→ Description of the task: Return nothing but the lines from the line containing "Provide one point per instance of the haze" through the last line of the records, reproduced exactly.

---------- Supplied data

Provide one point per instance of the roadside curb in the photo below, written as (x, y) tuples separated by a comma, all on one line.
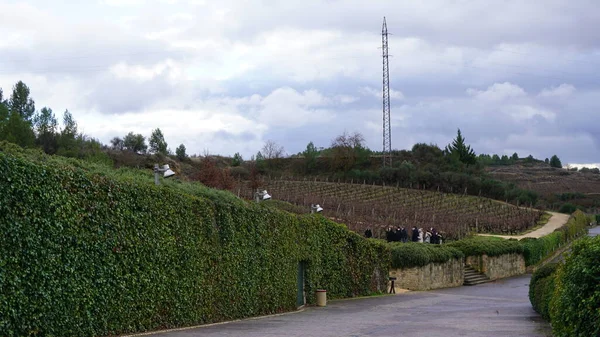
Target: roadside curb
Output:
[(156, 332)]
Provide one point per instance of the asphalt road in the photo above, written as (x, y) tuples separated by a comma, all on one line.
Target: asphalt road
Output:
[(498, 308)]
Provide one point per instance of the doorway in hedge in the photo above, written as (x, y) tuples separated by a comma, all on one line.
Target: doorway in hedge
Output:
[(301, 295)]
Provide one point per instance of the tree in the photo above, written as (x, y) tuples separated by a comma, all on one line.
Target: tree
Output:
[(117, 143), (46, 129), (237, 159), (157, 142), (21, 103), (180, 152), (461, 151), (17, 131), (272, 150), (135, 143), (310, 157), (348, 151), (67, 140), (555, 162)]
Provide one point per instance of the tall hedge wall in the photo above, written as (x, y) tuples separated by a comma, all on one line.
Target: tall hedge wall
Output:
[(536, 249), (83, 254)]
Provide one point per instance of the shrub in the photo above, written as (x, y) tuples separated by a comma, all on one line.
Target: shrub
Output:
[(536, 250), (479, 245), (574, 308), (413, 254), (87, 251), (541, 288)]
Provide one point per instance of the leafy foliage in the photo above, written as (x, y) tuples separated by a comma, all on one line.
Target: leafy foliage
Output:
[(555, 162), (489, 246), (575, 303), (180, 152), (413, 254), (541, 288), (461, 151), (88, 251), (135, 143), (536, 249), (157, 142)]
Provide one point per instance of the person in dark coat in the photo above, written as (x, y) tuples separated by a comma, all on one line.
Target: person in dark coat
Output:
[(404, 235), (435, 237), (415, 234), (389, 235)]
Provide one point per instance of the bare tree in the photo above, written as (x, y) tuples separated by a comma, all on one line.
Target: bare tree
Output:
[(346, 149), (272, 150)]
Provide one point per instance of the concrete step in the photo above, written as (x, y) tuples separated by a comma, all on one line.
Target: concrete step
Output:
[(473, 277)]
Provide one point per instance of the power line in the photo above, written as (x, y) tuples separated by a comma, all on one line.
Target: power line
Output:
[(387, 129)]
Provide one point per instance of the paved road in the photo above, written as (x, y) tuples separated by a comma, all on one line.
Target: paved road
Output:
[(499, 308)]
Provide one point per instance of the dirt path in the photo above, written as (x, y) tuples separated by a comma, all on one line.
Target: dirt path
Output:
[(557, 220)]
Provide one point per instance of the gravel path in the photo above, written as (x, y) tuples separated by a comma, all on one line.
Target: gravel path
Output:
[(557, 220)]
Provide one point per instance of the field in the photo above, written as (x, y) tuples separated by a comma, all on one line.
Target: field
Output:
[(377, 207), (546, 180)]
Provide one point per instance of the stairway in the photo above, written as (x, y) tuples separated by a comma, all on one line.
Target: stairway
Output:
[(473, 277)]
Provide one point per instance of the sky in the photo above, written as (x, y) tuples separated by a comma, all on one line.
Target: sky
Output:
[(225, 76)]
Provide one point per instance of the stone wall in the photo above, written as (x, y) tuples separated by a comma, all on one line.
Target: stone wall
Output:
[(496, 267), (431, 276)]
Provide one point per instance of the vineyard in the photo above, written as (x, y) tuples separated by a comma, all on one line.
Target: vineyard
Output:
[(362, 206)]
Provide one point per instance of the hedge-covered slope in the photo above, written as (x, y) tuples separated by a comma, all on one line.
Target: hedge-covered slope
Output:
[(536, 249), (83, 254), (490, 246), (413, 254), (541, 288), (575, 304)]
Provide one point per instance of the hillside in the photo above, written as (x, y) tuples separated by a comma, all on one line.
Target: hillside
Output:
[(362, 206), (555, 186), (87, 250)]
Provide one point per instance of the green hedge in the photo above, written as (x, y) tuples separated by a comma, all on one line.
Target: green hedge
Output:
[(413, 254), (83, 253), (490, 246), (536, 249), (575, 304), (541, 288)]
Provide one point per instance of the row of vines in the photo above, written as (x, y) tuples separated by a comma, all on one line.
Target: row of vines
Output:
[(363, 206)]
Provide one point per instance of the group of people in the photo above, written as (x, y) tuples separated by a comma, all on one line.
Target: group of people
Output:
[(400, 234)]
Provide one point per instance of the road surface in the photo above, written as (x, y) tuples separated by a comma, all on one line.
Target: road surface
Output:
[(499, 308)]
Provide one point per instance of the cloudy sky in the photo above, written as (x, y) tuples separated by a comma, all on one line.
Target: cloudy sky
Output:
[(225, 76)]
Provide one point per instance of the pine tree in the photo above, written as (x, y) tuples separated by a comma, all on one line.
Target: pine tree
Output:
[(157, 142), (45, 128), (21, 103), (460, 150), (555, 162), (180, 152)]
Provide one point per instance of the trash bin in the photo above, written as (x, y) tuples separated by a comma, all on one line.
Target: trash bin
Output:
[(321, 297)]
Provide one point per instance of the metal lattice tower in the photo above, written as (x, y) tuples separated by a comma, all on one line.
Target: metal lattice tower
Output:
[(387, 128)]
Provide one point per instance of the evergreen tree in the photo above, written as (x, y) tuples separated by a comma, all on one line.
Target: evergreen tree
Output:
[(135, 143), (157, 142), (237, 159), (180, 152), (117, 143), (555, 162), (21, 103), (18, 131), (310, 157), (460, 150), (67, 140), (46, 130)]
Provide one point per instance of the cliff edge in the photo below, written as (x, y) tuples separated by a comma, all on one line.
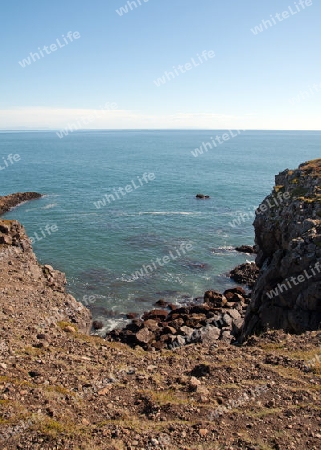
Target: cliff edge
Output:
[(287, 294)]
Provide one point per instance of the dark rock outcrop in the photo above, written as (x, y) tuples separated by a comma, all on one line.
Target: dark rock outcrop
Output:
[(219, 317), (246, 273), (10, 201), (287, 294)]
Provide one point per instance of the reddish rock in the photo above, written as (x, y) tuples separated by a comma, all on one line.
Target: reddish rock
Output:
[(168, 330), (172, 307), (131, 315), (97, 324), (161, 302), (151, 324), (145, 336), (156, 314)]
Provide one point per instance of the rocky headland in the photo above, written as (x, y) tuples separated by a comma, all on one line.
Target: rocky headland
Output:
[(287, 227), (10, 201), (62, 388)]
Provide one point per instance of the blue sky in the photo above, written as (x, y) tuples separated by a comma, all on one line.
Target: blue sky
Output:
[(253, 82)]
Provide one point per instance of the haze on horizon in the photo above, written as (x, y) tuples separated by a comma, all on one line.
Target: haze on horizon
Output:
[(147, 64)]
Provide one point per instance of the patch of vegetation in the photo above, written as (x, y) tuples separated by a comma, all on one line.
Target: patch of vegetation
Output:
[(63, 325)]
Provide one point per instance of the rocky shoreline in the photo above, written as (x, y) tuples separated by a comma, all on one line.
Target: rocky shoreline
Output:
[(62, 388), (11, 201)]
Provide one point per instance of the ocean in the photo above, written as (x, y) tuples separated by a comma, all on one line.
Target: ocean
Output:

--------------------

→ Answer in full:
Provide one point per instance of the haze on horizon in the photo above, written as (x, y) tuples separated by a comma, all on one line.
Target: haze on horizon
Output:
[(147, 64)]
Provide one point per instance of the patch of vegetation in the photo above, written as (x, y) tuples separated by a comma, all on one line.
Target: patch of vegetation
Output:
[(63, 325)]
Provide one point per instance of the rocky shoreline in the photo above, written as (x, y) tuples separated by a comma, all on one line.
Target: rocky shoreline
Output:
[(62, 388), (11, 201)]
Provide one point per instance of the ocean in the photo above, written as (x, y) tuples separated by a comma, all on one line.
Target: ocean
Output:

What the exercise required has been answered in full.